» **REQUIREMENTS**
Skip the pictures. Reproduce all other material exactly.

Records of labeled points:
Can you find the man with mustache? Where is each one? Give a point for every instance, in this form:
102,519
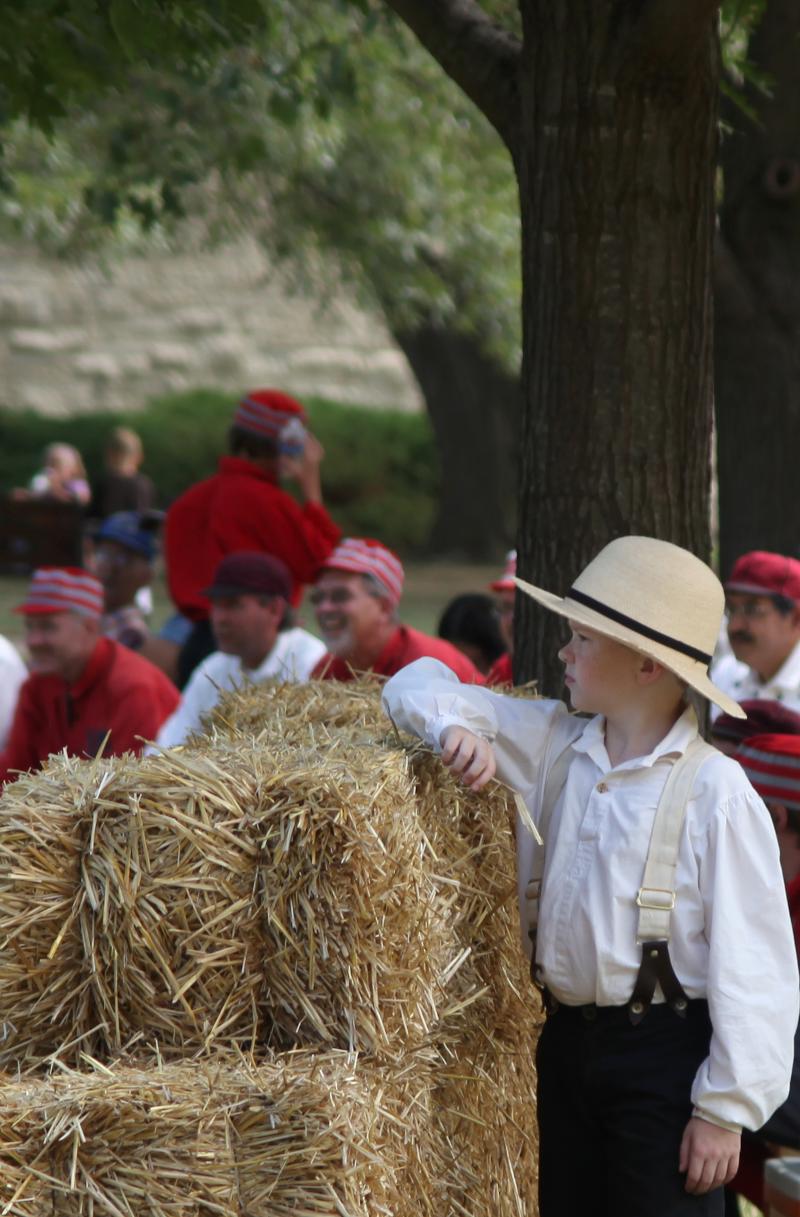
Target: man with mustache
85,693
762,601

» **REPLY TO THE EXERCISE**
Can you find the man with mustache? Where is each one? Give a point for every instance, in this form:
102,519
Target: man with mustache
85,693
762,601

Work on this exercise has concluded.